Please render every line of the records below as one string each in a single JSON list, leaving out blank lines.

>>>>

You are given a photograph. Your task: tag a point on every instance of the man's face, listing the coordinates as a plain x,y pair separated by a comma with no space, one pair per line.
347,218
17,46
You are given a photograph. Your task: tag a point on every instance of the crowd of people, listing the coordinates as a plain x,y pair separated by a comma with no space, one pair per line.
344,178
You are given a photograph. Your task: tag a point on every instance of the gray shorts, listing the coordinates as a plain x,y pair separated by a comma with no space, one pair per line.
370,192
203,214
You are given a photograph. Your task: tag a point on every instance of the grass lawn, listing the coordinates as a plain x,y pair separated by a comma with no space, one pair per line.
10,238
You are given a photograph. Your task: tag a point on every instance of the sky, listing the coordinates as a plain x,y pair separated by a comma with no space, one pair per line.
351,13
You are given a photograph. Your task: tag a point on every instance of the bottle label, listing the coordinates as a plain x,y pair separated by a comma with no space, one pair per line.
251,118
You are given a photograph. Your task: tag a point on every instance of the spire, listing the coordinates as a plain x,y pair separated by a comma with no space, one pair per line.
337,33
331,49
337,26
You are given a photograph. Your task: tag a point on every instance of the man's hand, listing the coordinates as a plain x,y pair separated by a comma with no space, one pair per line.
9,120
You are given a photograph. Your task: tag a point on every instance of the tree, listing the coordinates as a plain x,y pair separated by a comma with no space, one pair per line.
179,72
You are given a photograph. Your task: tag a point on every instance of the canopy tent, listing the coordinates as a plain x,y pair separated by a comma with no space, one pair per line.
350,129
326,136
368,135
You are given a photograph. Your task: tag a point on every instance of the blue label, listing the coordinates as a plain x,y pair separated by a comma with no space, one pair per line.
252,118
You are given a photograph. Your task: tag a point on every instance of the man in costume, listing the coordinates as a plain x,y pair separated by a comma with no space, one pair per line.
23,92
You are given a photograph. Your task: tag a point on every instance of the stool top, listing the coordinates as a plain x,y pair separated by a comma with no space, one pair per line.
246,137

<<<<

* SOLUTION TO THIS PROBLEM:
[
  "You are given a photograph. Your task: tag a point on every instance of the man's face, listing the coordinates as a plain x,y pair separated by a comma with no space, one pair per line.",
  "347,218",
  "17,46",
  "You are given a photograph. Your task: tag a point on every instance of the crowd of people, listing the coordinates as a plain x,y pair separated by a comma with no space, one pair per line.",
  "344,178",
  "You are given a photograph. Your task: tag a point on every instance of the gray shorts, listing the coordinates as a plain x,y pair separated by a comma with no space, one pair per line.",
  "370,192",
  "203,214",
  "You are given a photograph. Your task: tag a point on every instance of the grass lawn, listing the coordinates as a plain x,y pair separated by a comma with no space, one pair per line.",
  "10,238",
  "You are given a photograph. Your task: tag a point on every instance of the sky, listing the coordinates as a plain x,y pair separated by a comma with no space, one pair per line.",
  "351,13",
  "You are given a photograph. Your task: tag a point on every instance of the bottle label, listing the coordinates as a plain x,y pair separated by a comma with no space, one pair per line.",
  "251,118",
  "You are given a photograph. Your task: tag a point on every instance of the spire, listing the coordinates as a plain x,y pair separated by a comma with no space, one pair per line.",
  "337,33",
  "331,49",
  "337,26",
  "You are given a photograph. Your task: tag a point on every instance of the man's hand, listing the coordinates as a plain x,y pair separated by a comma with no space, one pair per line.",
  "9,120",
  "You are given a photograph. Your task: tag a point on every instance of the tree, listing the coordinates as a plain x,y pair separated by a comma with no space, one pair per line.",
  "179,72",
  "You are given a photograph. Your task: tag a point on every instance of the canopy tent, listing the coordinates as a plain x,y pair separated by a comma with no space, one pair per line.",
  "350,129",
  "326,136",
  "368,135",
  "You are given a photograph. Your task: tag a point on every instance of the blue label, listing the coordinates as a plain x,y pair separated by a comma with no space, one pair per line.",
  "252,118",
  "You are given a photograph. Your task: tag a point on every instance of the man in costume, listing the coordinates as a plain x,y pair separated by a comma with no space, one pair per line.",
  "23,92",
  "You are given a photograph. Your task: tag a point on every instance of the stool top, listing the coordinates as a plain x,y pair separated by a comma with no space, one pair per line.",
  "246,137"
]